Stored dataset items:
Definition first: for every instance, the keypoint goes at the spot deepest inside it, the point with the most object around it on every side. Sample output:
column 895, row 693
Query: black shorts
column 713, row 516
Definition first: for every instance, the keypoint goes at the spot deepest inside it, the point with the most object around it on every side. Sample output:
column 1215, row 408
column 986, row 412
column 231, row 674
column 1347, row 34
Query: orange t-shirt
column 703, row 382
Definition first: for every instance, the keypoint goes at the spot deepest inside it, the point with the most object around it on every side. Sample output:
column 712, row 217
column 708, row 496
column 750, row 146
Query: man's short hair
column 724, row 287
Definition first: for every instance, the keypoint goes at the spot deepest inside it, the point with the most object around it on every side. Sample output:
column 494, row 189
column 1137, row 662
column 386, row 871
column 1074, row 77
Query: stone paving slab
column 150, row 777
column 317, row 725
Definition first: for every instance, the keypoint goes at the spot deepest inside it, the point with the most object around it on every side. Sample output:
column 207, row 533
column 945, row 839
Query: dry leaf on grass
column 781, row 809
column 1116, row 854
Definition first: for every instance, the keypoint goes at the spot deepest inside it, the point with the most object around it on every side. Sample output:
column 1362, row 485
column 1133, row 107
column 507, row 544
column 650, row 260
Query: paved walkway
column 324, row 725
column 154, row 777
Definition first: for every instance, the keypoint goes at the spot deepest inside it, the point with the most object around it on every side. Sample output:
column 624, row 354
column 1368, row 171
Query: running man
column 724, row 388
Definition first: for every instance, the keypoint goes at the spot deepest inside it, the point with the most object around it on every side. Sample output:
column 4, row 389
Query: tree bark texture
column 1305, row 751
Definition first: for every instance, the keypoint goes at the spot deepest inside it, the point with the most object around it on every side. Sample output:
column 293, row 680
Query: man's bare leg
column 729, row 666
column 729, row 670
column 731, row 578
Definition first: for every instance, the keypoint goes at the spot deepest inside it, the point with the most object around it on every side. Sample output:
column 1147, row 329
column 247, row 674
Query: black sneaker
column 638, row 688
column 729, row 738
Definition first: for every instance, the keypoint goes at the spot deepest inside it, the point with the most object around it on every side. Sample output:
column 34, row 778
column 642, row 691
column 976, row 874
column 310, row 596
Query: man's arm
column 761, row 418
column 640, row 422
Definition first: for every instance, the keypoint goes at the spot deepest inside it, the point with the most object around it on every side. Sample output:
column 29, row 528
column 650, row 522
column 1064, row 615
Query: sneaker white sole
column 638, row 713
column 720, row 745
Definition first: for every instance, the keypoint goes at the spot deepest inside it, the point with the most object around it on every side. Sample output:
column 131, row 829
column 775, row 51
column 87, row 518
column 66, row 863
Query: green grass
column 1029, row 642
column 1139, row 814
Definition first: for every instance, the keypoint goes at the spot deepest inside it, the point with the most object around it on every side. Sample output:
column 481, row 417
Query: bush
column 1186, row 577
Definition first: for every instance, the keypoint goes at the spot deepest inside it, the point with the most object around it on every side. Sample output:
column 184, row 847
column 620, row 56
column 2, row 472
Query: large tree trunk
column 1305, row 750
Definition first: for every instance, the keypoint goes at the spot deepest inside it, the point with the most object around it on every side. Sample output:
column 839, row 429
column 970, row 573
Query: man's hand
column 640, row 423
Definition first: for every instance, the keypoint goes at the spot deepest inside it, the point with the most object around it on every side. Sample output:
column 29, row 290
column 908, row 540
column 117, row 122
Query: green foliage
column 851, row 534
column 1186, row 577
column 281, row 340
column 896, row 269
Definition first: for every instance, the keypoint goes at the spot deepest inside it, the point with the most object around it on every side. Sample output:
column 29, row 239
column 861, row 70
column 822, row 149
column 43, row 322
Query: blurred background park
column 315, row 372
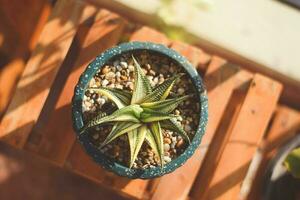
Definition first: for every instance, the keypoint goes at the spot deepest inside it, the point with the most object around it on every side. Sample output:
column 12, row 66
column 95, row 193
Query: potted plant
column 282, row 180
column 140, row 110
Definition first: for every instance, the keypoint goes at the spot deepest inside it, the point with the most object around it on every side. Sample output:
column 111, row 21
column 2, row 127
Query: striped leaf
column 162, row 91
column 173, row 125
column 136, row 138
column 119, row 129
column 164, row 106
column 149, row 115
column 154, row 138
column 120, row 97
column 129, row 114
column 142, row 85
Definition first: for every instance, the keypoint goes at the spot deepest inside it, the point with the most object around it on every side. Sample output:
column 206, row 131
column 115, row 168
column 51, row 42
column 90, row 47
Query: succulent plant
column 141, row 114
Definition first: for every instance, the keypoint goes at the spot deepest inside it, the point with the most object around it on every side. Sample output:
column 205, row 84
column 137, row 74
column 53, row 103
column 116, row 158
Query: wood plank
column 196, row 56
column 40, row 71
column 221, row 79
column 147, row 34
column 53, row 136
column 247, row 131
column 79, row 162
column 11, row 72
column 285, row 125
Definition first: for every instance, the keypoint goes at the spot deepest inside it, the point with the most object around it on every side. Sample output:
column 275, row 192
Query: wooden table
column 241, row 105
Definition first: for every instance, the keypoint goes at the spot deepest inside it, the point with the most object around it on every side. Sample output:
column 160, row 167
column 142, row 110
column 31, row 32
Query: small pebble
column 118, row 74
column 151, row 72
column 166, row 147
column 116, row 63
column 179, row 143
column 105, row 70
column 187, row 128
column 124, row 78
column 131, row 68
column 104, row 83
column 110, row 75
column 118, row 67
column 124, row 65
column 167, row 140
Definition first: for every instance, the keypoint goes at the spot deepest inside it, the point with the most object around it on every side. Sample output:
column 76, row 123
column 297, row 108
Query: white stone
column 131, row 68
column 167, row 159
column 116, row 63
column 166, row 147
column 92, row 82
column 110, row 75
column 101, row 101
column 118, row 74
column 119, row 68
column 124, row 64
column 104, row 83
column 187, row 128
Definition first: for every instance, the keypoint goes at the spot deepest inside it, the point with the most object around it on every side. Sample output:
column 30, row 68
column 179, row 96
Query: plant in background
column 292, row 162
column 141, row 114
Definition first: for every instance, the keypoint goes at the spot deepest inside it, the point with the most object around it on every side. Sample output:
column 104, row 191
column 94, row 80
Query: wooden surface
column 39, row 74
column 241, row 105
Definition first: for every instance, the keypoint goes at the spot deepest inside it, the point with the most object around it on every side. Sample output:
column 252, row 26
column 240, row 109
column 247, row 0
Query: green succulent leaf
column 292, row 162
column 149, row 115
column 162, row 91
column 119, row 129
column 154, row 138
column 173, row 125
column 165, row 106
column 120, row 97
column 142, row 85
column 129, row 113
column 136, row 138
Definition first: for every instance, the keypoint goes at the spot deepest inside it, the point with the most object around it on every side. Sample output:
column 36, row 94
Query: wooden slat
column 285, row 125
column 147, row 34
column 196, row 56
column 102, row 35
column 246, row 132
column 221, row 79
column 53, row 136
column 81, row 163
column 40, row 71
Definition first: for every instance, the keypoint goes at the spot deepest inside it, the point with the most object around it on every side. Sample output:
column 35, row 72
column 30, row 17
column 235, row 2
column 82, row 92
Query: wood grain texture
column 221, row 79
column 40, row 72
column 230, row 170
column 53, row 136
column 80, row 163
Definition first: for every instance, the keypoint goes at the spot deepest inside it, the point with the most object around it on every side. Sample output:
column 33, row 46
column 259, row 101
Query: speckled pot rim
column 101, row 158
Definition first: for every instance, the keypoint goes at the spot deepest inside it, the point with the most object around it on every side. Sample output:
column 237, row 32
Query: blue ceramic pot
column 109, row 163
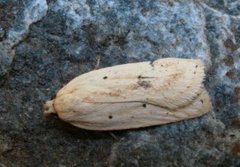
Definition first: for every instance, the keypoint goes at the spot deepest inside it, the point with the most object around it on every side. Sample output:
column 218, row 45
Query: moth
column 133, row 95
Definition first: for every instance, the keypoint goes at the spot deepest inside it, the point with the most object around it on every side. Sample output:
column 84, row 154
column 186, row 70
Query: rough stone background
column 45, row 44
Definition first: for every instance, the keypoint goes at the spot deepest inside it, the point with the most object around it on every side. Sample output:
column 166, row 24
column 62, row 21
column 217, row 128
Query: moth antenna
column 49, row 108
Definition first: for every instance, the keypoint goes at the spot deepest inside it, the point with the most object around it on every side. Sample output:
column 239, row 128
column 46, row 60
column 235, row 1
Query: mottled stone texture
column 44, row 44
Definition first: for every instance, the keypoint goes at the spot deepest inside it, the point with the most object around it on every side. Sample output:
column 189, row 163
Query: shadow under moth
column 133, row 95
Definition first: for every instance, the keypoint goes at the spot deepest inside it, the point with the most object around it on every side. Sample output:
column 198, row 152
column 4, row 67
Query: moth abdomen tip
column 48, row 108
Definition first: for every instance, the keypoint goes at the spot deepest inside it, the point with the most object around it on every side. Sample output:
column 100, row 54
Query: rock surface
column 45, row 44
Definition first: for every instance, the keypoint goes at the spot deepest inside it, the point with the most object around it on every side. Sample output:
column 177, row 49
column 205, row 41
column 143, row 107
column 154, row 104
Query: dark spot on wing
column 144, row 84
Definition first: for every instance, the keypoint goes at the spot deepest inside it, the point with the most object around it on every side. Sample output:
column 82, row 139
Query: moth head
column 48, row 108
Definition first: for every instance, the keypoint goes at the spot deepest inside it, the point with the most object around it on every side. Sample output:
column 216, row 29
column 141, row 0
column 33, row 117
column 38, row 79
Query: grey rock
column 43, row 45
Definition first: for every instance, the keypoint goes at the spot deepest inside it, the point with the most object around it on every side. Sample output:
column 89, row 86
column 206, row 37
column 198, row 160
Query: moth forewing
column 134, row 95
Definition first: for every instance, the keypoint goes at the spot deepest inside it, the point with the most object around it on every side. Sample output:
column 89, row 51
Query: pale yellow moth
column 133, row 95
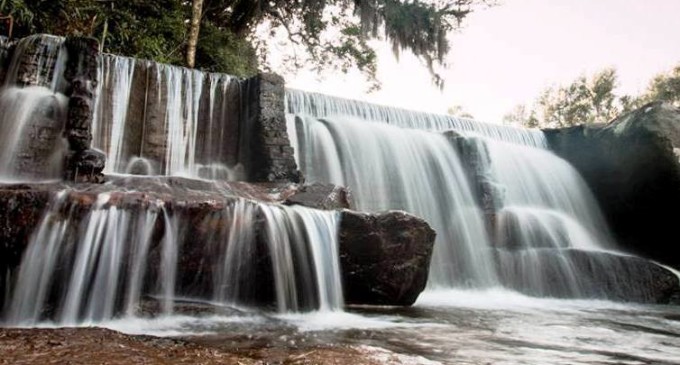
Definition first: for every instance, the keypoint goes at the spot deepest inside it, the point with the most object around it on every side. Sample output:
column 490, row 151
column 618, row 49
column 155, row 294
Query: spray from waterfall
column 88, row 264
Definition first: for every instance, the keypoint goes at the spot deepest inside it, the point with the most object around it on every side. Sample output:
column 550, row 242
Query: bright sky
column 508, row 54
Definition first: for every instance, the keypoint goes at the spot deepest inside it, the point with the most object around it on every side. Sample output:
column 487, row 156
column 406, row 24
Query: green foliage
column 665, row 87
column 220, row 50
column 458, row 111
column 584, row 101
column 326, row 34
column 335, row 33
column 593, row 100
column 155, row 30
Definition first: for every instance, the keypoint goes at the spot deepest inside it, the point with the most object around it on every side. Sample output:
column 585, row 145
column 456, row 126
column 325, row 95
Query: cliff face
column 633, row 166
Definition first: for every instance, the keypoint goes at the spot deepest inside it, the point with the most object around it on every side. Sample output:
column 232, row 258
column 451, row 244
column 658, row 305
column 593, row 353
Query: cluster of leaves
column 335, row 34
column 592, row 100
column 154, row 30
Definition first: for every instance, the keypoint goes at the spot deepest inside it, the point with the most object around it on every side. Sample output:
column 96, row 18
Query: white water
column 184, row 122
column 103, row 263
column 323, row 106
column 116, row 75
column 392, row 168
column 33, row 111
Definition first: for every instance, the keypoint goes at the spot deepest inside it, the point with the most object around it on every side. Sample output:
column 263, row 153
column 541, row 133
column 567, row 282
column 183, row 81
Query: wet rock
column 395, row 247
column 85, row 166
column 594, row 275
column 632, row 165
column 385, row 258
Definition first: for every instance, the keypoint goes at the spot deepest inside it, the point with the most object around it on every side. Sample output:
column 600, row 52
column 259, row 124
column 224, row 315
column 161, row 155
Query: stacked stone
column 29, row 63
column 265, row 145
column 5, row 57
column 82, row 163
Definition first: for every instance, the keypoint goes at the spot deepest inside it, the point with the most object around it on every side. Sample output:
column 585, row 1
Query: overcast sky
column 508, row 54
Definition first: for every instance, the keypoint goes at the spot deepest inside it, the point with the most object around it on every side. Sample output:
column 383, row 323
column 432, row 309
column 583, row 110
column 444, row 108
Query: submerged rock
column 385, row 258
column 632, row 165
column 210, row 223
column 321, row 196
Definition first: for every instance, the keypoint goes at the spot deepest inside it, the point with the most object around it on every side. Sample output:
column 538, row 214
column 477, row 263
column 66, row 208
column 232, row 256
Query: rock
column 385, row 258
column 104, row 346
column 596, row 275
column 395, row 247
column 85, row 166
column 632, row 166
column 321, row 196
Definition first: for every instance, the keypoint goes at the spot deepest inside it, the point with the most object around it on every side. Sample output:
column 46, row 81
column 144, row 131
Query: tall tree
column 225, row 35
column 195, row 27
column 665, row 87
column 584, row 101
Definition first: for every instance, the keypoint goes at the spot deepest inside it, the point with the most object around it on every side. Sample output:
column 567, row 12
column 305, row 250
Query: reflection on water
column 453, row 327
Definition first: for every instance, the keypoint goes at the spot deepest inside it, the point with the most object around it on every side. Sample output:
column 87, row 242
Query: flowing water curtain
column 321, row 106
column 93, row 263
column 393, row 168
column 111, row 110
column 182, row 122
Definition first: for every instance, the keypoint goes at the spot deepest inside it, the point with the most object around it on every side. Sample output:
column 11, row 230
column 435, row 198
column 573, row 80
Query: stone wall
column 632, row 165
column 254, row 132
column 265, row 144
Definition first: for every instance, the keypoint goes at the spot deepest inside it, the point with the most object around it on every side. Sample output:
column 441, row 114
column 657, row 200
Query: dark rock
column 596, row 275
column 85, row 166
column 265, row 146
column 632, row 166
column 321, row 196
column 385, row 258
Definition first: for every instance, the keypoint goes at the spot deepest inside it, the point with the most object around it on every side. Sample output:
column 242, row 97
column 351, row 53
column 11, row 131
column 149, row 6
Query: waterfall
column 93, row 263
column 33, row 110
column 393, row 168
column 323, row 106
column 180, row 121
column 531, row 207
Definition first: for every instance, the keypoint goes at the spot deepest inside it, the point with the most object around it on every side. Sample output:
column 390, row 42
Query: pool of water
column 449, row 327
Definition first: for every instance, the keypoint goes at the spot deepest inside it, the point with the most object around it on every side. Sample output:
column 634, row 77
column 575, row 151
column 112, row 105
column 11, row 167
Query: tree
column 665, row 87
column 584, row 101
column 196, row 14
column 458, row 111
column 521, row 115
column 335, row 33
column 226, row 35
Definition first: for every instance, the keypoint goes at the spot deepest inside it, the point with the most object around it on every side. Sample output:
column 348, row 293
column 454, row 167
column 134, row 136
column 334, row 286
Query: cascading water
column 181, row 121
column 393, row 168
column 322, row 106
column 94, row 264
column 33, row 110
column 536, row 201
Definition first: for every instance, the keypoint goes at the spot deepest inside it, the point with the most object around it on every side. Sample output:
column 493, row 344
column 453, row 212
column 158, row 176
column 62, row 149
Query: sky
column 506, row 55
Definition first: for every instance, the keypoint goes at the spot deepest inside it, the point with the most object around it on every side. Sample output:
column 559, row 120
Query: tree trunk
column 196, row 12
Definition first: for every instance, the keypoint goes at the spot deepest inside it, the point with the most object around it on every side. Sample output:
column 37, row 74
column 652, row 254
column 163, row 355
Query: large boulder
column 204, row 219
column 632, row 165
column 571, row 273
column 385, row 258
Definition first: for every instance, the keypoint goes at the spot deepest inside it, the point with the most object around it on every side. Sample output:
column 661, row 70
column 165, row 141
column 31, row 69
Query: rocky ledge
column 98, row 345
column 632, row 164
column 385, row 257
column 596, row 275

* [Exercise prompt]: Could you return exactly the stretch of the data above that starts at the line with "column 634, row 77" and ends at the line with "column 453, row 212", both lines included?

* [Output]:
column 634, row 77
column 575, row 151
column 112, row 105
column 11, row 167
Query: tree
column 665, row 87
column 584, row 101
column 196, row 14
column 458, row 111
column 521, row 115
column 335, row 33
column 226, row 35
Definition first: for every instance, the keypoint goes at the spot deepest inside it, the point with the most object around it on every side. Sample output:
column 348, row 293
column 454, row 167
column 134, row 136
column 334, row 286
Query: cascading water
column 181, row 121
column 393, row 168
column 322, row 106
column 94, row 264
column 33, row 110
column 536, row 201
Definition first: for every instance, the keypoint goes at the spot deepest inside it, the point with the most object around it on every side. Sample output:
column 493, row 344
column 453, row 212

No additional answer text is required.